┌────────
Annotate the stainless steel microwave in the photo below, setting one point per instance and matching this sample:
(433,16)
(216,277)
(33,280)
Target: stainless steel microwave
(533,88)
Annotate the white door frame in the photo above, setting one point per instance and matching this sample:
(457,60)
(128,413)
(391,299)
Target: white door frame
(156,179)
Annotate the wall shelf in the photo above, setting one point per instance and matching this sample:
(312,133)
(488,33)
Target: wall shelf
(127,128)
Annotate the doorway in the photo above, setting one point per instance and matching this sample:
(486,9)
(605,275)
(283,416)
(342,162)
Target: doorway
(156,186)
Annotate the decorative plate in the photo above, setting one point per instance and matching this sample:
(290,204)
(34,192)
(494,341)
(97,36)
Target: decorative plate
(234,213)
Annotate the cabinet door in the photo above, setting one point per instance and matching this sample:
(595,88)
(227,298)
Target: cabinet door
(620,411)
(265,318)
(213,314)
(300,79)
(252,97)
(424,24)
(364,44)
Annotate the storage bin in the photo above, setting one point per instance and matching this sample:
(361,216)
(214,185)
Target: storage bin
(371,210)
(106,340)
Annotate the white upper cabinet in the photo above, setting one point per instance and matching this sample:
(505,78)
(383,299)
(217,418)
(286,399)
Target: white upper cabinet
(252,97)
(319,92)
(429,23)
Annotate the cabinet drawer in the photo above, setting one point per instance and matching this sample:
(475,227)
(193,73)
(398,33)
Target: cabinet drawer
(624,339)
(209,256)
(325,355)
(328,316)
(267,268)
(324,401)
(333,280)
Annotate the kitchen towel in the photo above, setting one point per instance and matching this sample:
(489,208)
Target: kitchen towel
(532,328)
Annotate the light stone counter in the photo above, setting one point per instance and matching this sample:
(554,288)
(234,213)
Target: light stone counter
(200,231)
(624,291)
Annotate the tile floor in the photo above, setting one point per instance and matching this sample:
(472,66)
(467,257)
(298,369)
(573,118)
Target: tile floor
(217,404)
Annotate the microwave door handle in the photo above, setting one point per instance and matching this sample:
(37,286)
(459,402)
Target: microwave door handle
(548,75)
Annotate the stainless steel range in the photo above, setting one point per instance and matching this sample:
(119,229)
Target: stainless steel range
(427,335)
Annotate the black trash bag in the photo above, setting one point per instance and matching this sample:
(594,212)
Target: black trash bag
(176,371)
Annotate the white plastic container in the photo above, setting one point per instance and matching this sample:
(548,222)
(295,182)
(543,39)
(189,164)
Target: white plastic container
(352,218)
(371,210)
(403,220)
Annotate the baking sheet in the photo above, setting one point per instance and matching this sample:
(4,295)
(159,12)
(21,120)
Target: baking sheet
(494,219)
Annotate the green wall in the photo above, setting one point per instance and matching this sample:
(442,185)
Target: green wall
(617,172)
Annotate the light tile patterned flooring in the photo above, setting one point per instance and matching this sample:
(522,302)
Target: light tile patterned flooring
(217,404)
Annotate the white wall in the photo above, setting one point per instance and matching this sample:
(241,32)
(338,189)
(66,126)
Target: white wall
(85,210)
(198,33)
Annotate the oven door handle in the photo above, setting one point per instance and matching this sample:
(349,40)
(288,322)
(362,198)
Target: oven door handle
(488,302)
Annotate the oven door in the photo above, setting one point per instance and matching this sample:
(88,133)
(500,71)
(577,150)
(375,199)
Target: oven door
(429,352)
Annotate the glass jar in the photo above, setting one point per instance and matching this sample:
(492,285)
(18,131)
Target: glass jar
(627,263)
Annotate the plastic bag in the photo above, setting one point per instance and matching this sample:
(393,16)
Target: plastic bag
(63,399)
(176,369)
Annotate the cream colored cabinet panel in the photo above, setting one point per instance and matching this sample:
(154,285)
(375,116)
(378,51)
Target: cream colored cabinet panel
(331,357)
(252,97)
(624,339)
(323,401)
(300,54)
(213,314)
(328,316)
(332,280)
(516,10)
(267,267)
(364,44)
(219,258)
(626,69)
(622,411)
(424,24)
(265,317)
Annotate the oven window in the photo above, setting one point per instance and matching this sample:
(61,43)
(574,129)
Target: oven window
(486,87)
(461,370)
└────────
■ **What to work on**
Copy every line exactly. Leave nothing out.

■ **Solution**
Annotate the stainless steel microwave in the photo below, setting one point per instance and matching this sample:
(433,16)
(216,277)
(33,280)
Target: stainless steel microwave
(533,88)
Annotate the white door frame in the photo above, setting one point per instance and matching this sample:
(457,60)
(128,413)
(391,299)
Target: white door frame
(156,179)
Annotate the wall shelf in the photo above, setting one point per instance and matching this sample:
(312,133)
(488,33)
Target: wall shelf
(127,128)
Annotate the doorway in the photo above, setting one point per instance and matching this sample:
(486,9)
(605,275)
(283,416)
(342,162)
Target: doorway
(156,186)
Annotate the decorative plate in the photo above, setting one point per instance and matching this sample:
(290,204)
(34,192)
(494,341)
(97,36)
Target: decorative plate
(234,213)
Annotate the cabinet door in the photo above, setting one point per instance and matching this sample:
(595,88)
(227,298)
Target: cabinet door
(620,411)
(265,318)
(213,314)
(300,79)
(252,97)
(424,24)
(364,44)
Annotate the storage bin in the photo above, setting one point per instance and matching this sample:
(361,216)
(214,185)
Target: storage bin
(371,210)
(106,340)
Annotate the white upper cabinet in the photo above, setting one point per instance and matching this sample:
(505,78)
(383,299)
(217,418)
(286,399)
Target: white upper cabinet
(252,97)
(319,92)
(429,23)
Annotate the cabinet drawer in the photo above, setting one point per instance and matching this sample:
(475,227)
(193,73)
(398,33)
Target: cabinet drawer
(624,339)
(209,256)
(325,355)
(328,316)
(267,268)
(324,401)
(333,280)
Annotate the kitchen towel in the photo above, setting one point per instance and matching this sample:
(489,208)
Target: kitchen towel
(532,328)
Annotate the light stone counter in the photo above, setting one point per instance and matching this sample:
(554,288)
(234,213)
Target: light stone counter
(200,231)
(624,291)
Annotate the tile floor in the photo above, setting one point per instance and matching this sample:
(472,66)
(467,257)
(298,369)
(573,118)
Target: tile floor
(217,404)
Annotate the microwave door handle in the photo above, setting one point per instance and matching this sample:
(37,286)
(459,402)
Target: microwave door handle
(548,75)
Annotate the stainless steel range in the photo above, setting one point per instance and matching this sample:
(119,229)
Target: stainless steel range
(427,335)
Annotate the black trash bag in the photo above, setting one point per instance and matching this sample:
(594,212)
Target: black trash bag
(176,371)
Annotate the white plastic container in the photo above, setting one point per instance and matching this sample:
(548,222)
(295,182)
(543,39)
(189,164)
Target: white plastic container
(352,218)
(371,210)
(403,220)
Annotate the baking sheet in the photo above, setting one point per instance and matching this sample:
(4,295)
(159,12)
(21,120)
Target: baking sheet
(494,219)
Annotate the green wall in the photo above, setting one point per instance and matching this sample:
(442,185)
Target: green wall
(617,172)
Annotate the light tile patterned flooring in the photo above, setting one point per instance and matching this sample:
(522,302)
Target: light tile patterned flooring
(217,404)
Annotate the white wall in the photo above, setting one point per instance and matching this sample:
(241,32)
(338,189)
(66,126)
Target: white wall
(85,210)
(198,33)
Annotate the oven door handle in the photo above, setting one point per instance and matching this sample:
(349,40)
(288,322)
(362,198)
Target: oven door handle
(488,302)
Annotate the oven door in the photo above, setting one point per instance and matching this sample:
(88,133)
(500,71)
(577,150)
(375,199)
Target: oven door
(429,352)
Annotate the glass jar in the photo above, setting one point per instance and matching this sample:
(492,285)
(18,131)
Target: glass jar
(627,263)
Annotate the plastic bag in the photo above, setting one point per instance and matching this sample:
(393,16)
Target: plastic bag
(63,399)
(176,369)
Annotate the cream colored cabinet panel in the photo above, setting one point per instance and matching this sample:
(154,285)
(375,116)
(378,51)
Target: cream colored cabinet panel
(331,357)
(252,97)
(624,339)
(323,401)
(300,54)
(213,314)
(328,316)
(332,280)
(516,10)
(267,267)
(364,44)
(219,258)
(626,69)
(622,411)
(424,24)
(265,317)
Annotate the oven window in the photo above, setting one point per instance and matching this sample:
(61,43)
(574,129)
Target: oven window
(486,87)
(461,370)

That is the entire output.